YOUR OBJECTIVE -
Copy the material below word for word, from the line with "Mark the wrist in" through the final line of the material.

SUPPLIED DATA -

══════════

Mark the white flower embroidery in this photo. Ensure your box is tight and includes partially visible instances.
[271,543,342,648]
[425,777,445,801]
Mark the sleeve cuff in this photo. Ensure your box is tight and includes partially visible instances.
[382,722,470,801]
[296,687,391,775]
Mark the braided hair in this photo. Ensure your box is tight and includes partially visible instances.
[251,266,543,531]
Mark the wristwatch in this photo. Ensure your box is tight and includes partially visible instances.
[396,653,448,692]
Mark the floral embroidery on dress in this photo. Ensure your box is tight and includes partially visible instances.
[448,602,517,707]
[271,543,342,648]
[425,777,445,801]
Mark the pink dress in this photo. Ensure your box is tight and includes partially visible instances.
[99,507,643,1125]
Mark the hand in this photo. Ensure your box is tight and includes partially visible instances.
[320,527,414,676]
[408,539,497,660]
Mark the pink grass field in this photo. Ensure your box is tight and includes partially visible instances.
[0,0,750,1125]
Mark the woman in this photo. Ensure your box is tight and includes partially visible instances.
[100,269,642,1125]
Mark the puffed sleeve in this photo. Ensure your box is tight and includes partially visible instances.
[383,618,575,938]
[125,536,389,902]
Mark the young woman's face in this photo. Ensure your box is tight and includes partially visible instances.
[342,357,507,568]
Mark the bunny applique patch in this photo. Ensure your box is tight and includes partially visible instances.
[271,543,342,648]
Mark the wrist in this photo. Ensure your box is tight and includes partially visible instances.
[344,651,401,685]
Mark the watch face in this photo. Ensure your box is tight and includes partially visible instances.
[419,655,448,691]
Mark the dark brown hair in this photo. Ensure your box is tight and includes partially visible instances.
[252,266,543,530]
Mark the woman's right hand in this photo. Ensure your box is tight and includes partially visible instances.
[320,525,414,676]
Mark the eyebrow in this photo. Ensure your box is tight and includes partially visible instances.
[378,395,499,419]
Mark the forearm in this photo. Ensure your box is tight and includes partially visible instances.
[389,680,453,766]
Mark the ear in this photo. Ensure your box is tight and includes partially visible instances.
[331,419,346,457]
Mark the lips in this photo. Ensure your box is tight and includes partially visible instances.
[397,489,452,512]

══════════

TASK OUTPUT -
Mark the wrist in this photo. Ensure your box is tight and includes partially visible instances.
[344,651,401,685]
Mark the watch face in this photo. Ensure your box is tight and includes partially visible instances.
[419,655,448,691]
Mark the dark brown hair in this photo. Ensure your box is tight and includes partially visible instances.
[252,266,543,530]
Mark the woman's right hand in this photo. Ensure your box is tight and includes partially visible instances.
[320,525,414,676]
Mark the eyebrow in this photo. Ensure your box is tight and includes partially visible instances.
[378,395,499,419]
Mark the forearm in this photo. Ensure your box is tight and includes partially visible instances.
[389,680,453,766]
Mark the ear in this photo. Ensure your box is tight and includes partially visible instances.
[331,419,346,457]
Mark the lips in this photo. Ensure your box is tight and includes partially visible instances.
[397,489,452,512]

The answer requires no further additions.